• [WHAT THE TASK REQUIRES] Exclude the pictures; give every entry again exactly as written.

(Annotated photo localization data)
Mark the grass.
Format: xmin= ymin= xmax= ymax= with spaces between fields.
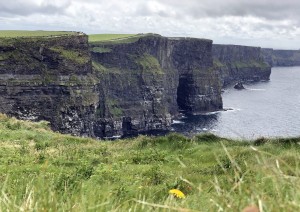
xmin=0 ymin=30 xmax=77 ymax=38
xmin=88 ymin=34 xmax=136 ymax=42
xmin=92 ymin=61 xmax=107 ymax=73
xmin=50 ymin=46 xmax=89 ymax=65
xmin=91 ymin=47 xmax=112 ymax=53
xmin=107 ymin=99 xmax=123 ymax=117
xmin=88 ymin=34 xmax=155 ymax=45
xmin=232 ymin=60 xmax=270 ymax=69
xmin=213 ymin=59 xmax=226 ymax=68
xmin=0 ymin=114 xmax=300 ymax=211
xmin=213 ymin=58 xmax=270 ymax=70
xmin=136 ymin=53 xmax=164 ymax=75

• [WRITTEN ANSWER]
Mark the grass.
Format: xmin= ymin= xmax= ymax= with spaces between fields.
xmin=0 ymin=30 xmax=77 ymax=38
xmin=88 ymin=34 xmax=136 ymax=42
xmin=92 ymin=61 xmax=107 ymax=73
xmin=50 ymin=46 xmax=89 ymax=65
xmin=91 ymin=47 xmax=112 ymax=53
xmin=107 ymin=99 xmax=123 ymax=117
xmin=88 ymin=34 xmax=155 ymax=45
xmin=232 ymin=60 xmax=270 ymax=69
xmin=213 ymin=59 xmax=226 ymax=68
xmin=0 ymin=114 xmax=300 ymax=211
xmin=213 ymin=58 xmax=270 ymax=70
xmin=136 ymin=53 xmax=164 ymax=75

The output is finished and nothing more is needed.